* **SHORT TASK**
Extract the passage of the matrix-conversion documentation below from "Parameters:: coocc_mat (ndarray" up to and including "for that row.", copying it word for word.

* **DOCUMENT SECTION**

Transform a dissimilarity matrix to a similarity matrix.

Parameters:

diss_mat (ndarray of shape (n_samples, n_samples)) – Matrix of pairwise dissimilarities.
transformation (str, optional) – Transformation function, either ‘inverse’ or ‘mirror’, by default ‘inverse’
eps (float, optional) – Incremental constant to avoid division by zero, by default 1e-3

Returns:

Matrix of pairwise similarities.

Return type:

ndarray of shape (n_samples, n_samples)

evomap.preprocessing.sim2diss(sim_mat, transformation='inverse', eps=0.0001)[source]#

Transform a similarity matrix to a dissimilarity matrix.

Parameters:

sim_mat (ndarray of shape (n_samples, n_samples)) – Matrix of pairwise similarities.
transformation (str, optional) – Transformation function, either ‘inverse’ or ‘mirror’, by default ‘inverse’. ‘inverse’ - Transforms by taking the reciprocal of the similarity scores. ‘mirror’ - Transforms by reflecting the similarity scores about 0.5 (1 - similarity).
eps (float, optional) – Incremental constant to avoid division by zero, by default 1e-4

Returns:

Matrix of pairwise dissimilarities.

Return type:

ndarray of shape (n_samples, n_samples)

evomap.preprocessing.coocc2sim(coocc_mat)[source]#

Transform a matrix with co-occurrence counts to a similarity matrix.

Parameters:: coocc_mat (ndarray of shape (n_samples, n_samples)) – Matrix of co-occurrence counts. Assumes a non-negative, symmetric matrix where the diagonal can be ignored (usually representing self-co-occurrence).
Returns:: Matrix of pairwise similarities, normalized such that each element is a proportion of the maximum co-occurrence for that row.

* **INFORMATION SHOWN**
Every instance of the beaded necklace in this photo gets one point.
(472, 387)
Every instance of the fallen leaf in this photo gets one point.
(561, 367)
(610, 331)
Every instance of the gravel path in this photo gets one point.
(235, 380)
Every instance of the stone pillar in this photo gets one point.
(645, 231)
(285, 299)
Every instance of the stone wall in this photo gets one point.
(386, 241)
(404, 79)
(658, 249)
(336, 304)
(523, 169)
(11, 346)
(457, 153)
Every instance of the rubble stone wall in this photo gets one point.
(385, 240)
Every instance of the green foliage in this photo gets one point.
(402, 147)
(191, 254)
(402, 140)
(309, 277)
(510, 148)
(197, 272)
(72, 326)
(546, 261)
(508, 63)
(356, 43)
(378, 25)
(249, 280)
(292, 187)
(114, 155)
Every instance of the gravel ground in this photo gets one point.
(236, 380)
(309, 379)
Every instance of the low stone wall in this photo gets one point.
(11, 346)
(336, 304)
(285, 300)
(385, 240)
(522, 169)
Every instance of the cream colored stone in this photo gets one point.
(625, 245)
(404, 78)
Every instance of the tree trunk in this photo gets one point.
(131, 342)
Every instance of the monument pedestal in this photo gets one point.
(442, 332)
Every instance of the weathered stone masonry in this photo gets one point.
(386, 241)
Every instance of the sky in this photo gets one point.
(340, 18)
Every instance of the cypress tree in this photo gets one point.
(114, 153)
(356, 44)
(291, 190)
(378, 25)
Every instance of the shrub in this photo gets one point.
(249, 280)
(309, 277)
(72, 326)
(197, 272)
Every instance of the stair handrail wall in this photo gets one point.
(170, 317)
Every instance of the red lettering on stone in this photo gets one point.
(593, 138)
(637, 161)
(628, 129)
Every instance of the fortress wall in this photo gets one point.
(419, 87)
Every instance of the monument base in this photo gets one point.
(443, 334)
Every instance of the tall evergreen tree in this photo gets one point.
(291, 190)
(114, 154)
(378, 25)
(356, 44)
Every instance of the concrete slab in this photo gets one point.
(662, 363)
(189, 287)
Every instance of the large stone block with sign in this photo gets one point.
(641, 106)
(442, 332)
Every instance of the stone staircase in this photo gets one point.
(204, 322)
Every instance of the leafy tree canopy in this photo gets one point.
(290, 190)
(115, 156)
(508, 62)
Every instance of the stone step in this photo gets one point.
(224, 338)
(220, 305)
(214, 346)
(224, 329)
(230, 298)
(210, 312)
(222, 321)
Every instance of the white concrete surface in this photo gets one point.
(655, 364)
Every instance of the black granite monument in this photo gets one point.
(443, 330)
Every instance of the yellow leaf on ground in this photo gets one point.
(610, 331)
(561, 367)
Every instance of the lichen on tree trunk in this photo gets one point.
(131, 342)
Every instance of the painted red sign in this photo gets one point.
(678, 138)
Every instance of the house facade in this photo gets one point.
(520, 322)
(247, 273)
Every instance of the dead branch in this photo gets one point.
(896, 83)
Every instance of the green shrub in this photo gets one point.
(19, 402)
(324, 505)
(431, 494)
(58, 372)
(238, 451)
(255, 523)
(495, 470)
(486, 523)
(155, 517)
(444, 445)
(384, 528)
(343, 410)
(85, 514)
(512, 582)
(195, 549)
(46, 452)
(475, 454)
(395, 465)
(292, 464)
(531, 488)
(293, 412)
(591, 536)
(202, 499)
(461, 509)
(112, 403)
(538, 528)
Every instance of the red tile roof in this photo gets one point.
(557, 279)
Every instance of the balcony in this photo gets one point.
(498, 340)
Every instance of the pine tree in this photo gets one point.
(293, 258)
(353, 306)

* **REPLY TO THE EXERCISE**
Parameters:: coocc_mat (ndarray of shape (n_samples, n_samples)) – Matrix of co-occurrence counts. Assumes a non-negative, symmetric matrix where the diagonal can be ignored (usually representing self-co-occurrence).
Returns:: Matrix of pairwise similarities, normalized such that each element is a proportion of the maximum co-occurrence for that row.